*Actions to take*:
A. Decide whether each statement agrees with the discussion of the C entry point: (i) gcc can be told with -nostdlib not to link the CRT startup object; (ii) C++ offers no way to run user code before main; (iii) Ken Thompson's regex engine compiled regexes at runtime into data structures containing executable machine code. For each, answer yes or no and quote the words of the discussion that settle it.
B. Write what comes next in the discussion of the C entry point, picking up after its final sentence.

Not just in Visual Studio. main is usually (always?) not the entry point on unixoid systems either, that's much more likely to be _start, which calls main() down the line.
Nevertheless, main is treated specially by the compiler for the aforementioned historical reasons, for example to not warn/error out if it does not return a value despite the type clearly telling so.
Also, just as execution doesn't start in main, it also doesn't end with main, either. In C, you can register `atexit` handlers. You can do that in C++, too. In C++, you can also have "user" code executed before & after main by virtue of static initialization & destruction.
There is no special treatment of main in the major C compilers, the only "magic" thing the compiler does is including the CRT startup object file in the link, which defines _start as a function ultimately calling main, and having the default linker script set the address of "_start" as the executable entry point.
You can pass -nostdlib to gcc to disable linking the CRT startup object (or use ld directly) and you can pass --default-script /dev/null to ld to disable the linker script.
There is no need to declare main or check arguments or return types since in C arguments are both pushed and popped by the caller and the language provides no typing guarantees and thus there is no problem in calling functions with mismatched argument or return type declarations.
Yes there is. I've demonstrated this in a sibling (or rather, cousin) comment, but in short, you can happily not return a value in main even if its type is "int main(void)". Try that with another function, and the compiler should at least warn. This might not be a special case of code generation, but it is a special case of error handling at least.
It doesn’t do that if you set the historical stack alignment, though (-mpreferred-stack-boundary=2), or if you name the function anything else but main (it even does a tail call). Presumably it’s trying to (somewhat) recover from the time when the GCC authors accidentally the SysV i386 ABI[1,2].
Ken Thompson wrote a regex engine which compiled (at runtime) regexes into data structures containing executable machine code, and invoked them (from C source) by jumping into the data i.e. treating its location as a function pointer. That's what's happening here except it's the start code inserted by the linker which is jumping into main.
So there's the utility, if you're hardcore enough to build machine code at runtime.
If you wanted to abuse main() particularly, I guess you've got argc and argv in registers, and your hand-compiled main 'function' could maybe have some self-modifying code?
I don't know that that would work since if the code is generated at runtime it would live in .data and not .text. At least for the architecture being targeted, you aren't allowed to create executable code at runtime like that (note that the original poster had to declare his main array as const to be able to have it in the .text segment.

*Stored data entries*:
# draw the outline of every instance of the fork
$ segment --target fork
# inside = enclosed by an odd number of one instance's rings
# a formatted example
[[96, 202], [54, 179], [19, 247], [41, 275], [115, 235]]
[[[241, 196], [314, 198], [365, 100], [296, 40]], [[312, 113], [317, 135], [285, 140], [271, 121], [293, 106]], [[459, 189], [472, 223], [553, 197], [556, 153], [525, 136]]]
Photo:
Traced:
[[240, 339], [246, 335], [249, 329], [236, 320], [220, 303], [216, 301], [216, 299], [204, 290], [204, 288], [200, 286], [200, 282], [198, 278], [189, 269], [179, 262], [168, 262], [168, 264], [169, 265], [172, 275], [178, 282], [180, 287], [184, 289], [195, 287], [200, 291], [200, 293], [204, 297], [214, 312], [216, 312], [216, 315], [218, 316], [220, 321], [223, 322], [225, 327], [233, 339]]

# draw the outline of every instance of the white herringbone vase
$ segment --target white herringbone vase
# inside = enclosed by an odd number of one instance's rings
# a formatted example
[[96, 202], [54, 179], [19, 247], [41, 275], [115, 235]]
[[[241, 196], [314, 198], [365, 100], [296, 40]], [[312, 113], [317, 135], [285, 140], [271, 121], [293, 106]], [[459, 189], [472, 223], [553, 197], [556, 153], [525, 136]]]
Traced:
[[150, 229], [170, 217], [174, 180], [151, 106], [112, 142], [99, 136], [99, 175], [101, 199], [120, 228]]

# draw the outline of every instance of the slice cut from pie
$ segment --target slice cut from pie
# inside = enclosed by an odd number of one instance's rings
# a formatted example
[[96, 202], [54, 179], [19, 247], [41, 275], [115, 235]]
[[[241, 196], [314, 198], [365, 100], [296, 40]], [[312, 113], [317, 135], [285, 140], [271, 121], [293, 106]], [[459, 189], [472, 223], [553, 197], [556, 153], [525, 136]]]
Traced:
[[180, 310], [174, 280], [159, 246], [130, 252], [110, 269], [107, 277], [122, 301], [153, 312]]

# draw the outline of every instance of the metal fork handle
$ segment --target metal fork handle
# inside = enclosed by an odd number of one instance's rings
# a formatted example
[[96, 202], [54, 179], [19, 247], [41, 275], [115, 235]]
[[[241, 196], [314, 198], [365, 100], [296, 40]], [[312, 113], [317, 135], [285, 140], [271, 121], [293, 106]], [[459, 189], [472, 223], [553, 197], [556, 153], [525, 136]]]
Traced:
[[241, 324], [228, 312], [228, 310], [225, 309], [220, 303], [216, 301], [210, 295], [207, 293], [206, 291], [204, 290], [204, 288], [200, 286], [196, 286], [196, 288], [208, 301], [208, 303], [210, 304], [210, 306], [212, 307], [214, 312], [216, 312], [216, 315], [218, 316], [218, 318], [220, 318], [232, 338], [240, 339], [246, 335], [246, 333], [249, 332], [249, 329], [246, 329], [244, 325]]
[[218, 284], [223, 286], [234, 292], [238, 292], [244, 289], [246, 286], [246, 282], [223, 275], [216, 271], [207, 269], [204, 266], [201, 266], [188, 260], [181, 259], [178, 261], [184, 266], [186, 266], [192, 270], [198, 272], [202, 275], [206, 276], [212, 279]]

*The results*:
A.
(i) Yes: "You can pass -nostdlib to gcc to disable linking the CRT startup object"
(ii) No: "In C++, you can also have "user" code executed before & after main by virtue of static initialization & destruction."
(iii) Yes: "compiled (at runtime) regexes into data structures containing executable machine code"

B.
Coercing a data pointer into a function pointer is undefined behavior in standard C (they don't even need to be the same size), but at least on POSIX platforms the compiler must do the right thing because `dlsym` depends on it working. Generating and executing native code at runtime is not that special, mind; after all JIT compilers are ubiquitous these days!
Popularity of the no-execute NX bit significantly postdates Unix. As I recall, Microsoft only started flipping it on by default for the 64-bit Windows NT kernel, since so many preexisting 32-bit applications relied on self-modifying code.
They're not necessary, so I suspect some combination of reflex, consistency for consistency's sake, or, possibly that they were added automatically by his editor/IDE at some point.
They allow you to put multiple instructions on the same line - in this case you must either have ';'s or '\n's in the string - having both doesn't break stuff, I guess it's more belt and braces
The real effect he's trying to cause is to move the bytes for main from a R/W memory segment (like .data) to an eXecutable one (like .text).
The const keyword tells C that a certain variable should never be modified by code. Doing so would be undefined behaviour. GCC is free to implement whatever guarantees for memory meant for const variables. On some versions and under certain criteria, it would place const variables into .text so any access would cause a SIGSEGV. It can also achieve the same by putting it into other write protected memory, like .rodata (which is what the newest version of gcc prefers for the code in this article, making it no longer work). Why GCC chooses one over the other and why it would change over time are hard questions.
A more effective way would be to use __attribute__s (on gcc) or #pragma directives to specify that the bytes need to be in the .text segment. However, that ruins the magic a bit.
If I was the TA in this class, I’d give it -5 (95 of 100) for “doesn’t compile on my 486, please write more portable code” just to screw with the student.
In my university, it would've probably received full points; reason being that people who pull such shenanigans usually don't see "hello world" as a challenge - assuming, of course, the author could explain it.
In Haskell, main is a value, not a function. This is sometimes overlooked because in Haskell "values" can be thought of as 0-parameter functions and functions can be used as values, so everything sort of blends together, but I find it gives some fascinating insight into how lazy programming changes things up.
I like Haskell as much as anyone, but this is pretty non-responsive. "main is usually a function" is a gcc warning, and the whole joke is that "usually" leaves some pretty broad questions. This post answers some of them.
In C (and C++) main is always a function with zero parameters, two parameters as described in detail, or some implementation-specific set of parameters. ANything else is undefined behaviour.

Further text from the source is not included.